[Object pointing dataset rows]
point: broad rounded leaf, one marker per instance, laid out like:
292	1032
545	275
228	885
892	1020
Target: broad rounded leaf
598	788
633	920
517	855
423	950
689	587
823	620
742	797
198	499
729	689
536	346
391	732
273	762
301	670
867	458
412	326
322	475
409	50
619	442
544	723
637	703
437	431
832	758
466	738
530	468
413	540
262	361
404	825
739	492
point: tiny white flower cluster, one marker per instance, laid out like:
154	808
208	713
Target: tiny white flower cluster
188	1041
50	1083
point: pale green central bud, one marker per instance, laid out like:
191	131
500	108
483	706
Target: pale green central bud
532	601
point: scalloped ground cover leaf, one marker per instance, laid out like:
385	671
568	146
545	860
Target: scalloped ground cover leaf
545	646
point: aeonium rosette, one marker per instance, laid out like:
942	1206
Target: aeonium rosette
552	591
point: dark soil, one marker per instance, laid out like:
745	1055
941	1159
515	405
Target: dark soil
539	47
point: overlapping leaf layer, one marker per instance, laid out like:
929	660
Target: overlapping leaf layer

DIRECTION –
Update the items above by replacing "laid out like" with "formatted as" wherever it occurs, leaving everything else unchanged.

TASK RESPONSE –
point: broad rounded leaf, one marker per instance, formatted as:
292	1032
545	275
228	885
892	1020
Target: broad rounded leaf
598	788
633	920
517	855
423	950
689	587
823	620
742	797
198	499
729	689
536	346
391	732
273	762
301	670
867	458
412	326
322	475
409	50
619	442
544	723
637	703
437	431
832	758
466	738
530	468
413	540
262	361
404	825
739	492
point: tiny white flower cluster, one marker per instance, formatted as:
154	808
208	713
Target: tiny white flower cluster
188	1041
50	1083
point: pale green central bud, one marker per instance, formatted as:
191	131
500	108
483	706
Target: pale green central bud
532	601
point: scalloped ground cover leaf, one marker per instance, formatted as:
385	671
568	146
545	860
Target: scalloped ground cover leaf
545	646
point: aeonium rosette, one marker per instance, formatted as:
942	1206
Target: aeonium rosette
552	591
point: dark soil, one marker per instance, formatted as:
745	1055
941	1159
515	405
Target: dark soil
539	47
point: overlapping leaf layer, one marker per instance, formatted as:
929	660
Target: overlapping leaf layer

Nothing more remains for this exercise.